+++ Extracted material
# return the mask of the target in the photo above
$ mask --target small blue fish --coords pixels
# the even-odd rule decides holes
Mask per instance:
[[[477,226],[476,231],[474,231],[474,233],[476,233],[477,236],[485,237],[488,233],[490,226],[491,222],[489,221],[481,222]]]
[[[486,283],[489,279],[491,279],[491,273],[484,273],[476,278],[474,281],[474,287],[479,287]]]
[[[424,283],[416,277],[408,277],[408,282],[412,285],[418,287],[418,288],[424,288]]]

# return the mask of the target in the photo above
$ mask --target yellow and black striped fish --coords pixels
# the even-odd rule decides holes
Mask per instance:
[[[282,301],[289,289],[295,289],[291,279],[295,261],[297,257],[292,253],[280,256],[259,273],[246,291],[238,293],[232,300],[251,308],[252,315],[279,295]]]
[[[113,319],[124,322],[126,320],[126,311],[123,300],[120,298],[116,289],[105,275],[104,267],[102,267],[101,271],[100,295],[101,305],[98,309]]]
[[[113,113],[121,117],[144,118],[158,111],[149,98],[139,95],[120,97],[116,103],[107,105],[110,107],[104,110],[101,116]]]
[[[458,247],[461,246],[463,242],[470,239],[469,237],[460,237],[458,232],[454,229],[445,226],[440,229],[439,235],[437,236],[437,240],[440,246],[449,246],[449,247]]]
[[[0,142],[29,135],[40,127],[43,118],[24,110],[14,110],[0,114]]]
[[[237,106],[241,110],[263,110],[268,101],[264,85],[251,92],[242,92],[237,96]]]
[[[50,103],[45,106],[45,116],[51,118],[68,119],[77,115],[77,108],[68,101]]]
++++++
Written exercise –
Can you reproduce every line of the items above, requests included, with each coordinate in the answer polygons offset by -100?

Result –
# return the mask of the target in the photo above
$ mask --target small blue fish --coords pixels
# the even-odd rule decides holes
Mask per instance:
[[[377,126],[376,131],[374,131],[374,133],[376,133],[377,136],[385,137],[388,133],[390,126],[391,122],[389,121],[381,122]]]
[[[386,183],[389,179],[391,179],[391,173],[384,173],[376,178],[374,181],[374,187],[379,187]]]
[[[324,183],[316,177],[308,177],[308,182],[312,185],[318,187],[318,188],[324,188]]]

# return the mask of the target in the photo above
$ mask --target yellow and black striped fish --coords pixels
# the even-odd rule decides holes
Mask per instance:
[[[182,201],[189,189],[195,189],[191,179],[195,161],[197,157],[192,153],[180,156],[159,173],[146,191],[138,193],[132,200],[151,208],[152,215],[179,195]]]
[[[13,219],[24,222],[26,220],[26,211],[23,200],[20,198],[16,189],[5,175],[4,167],[2,167],[1,171],[0,195],[1,205],[-2,209]]]
[[[13,13],[21,17],[44,18],[58,11],[49,-2],[39,-5],[20,-3],[16,3],[7,5],[10,7],[4,10],[1,16]]]
[[[358,147],[361,146],[363,142],[370,139],[369,137],[360,137],[358,132],[354,129],[345,126],[340,129],[339,135],[337,136],[337,140],[340,146],[349,146],[349,147]]]
[[[-100,42],[-71,35],[-60,27],[-57,18],[-76,10],[-86,10],[-100,14]]]
[[[137,6],[141,10],[163,10],[168,1],[164,-15],[151,-8],[142,-8],[137,-4]]]
[[[-50,3],[-55,6],[-55,16],[-49,18],[-32,19],[-23,15],[-23,8],[-32,1]]]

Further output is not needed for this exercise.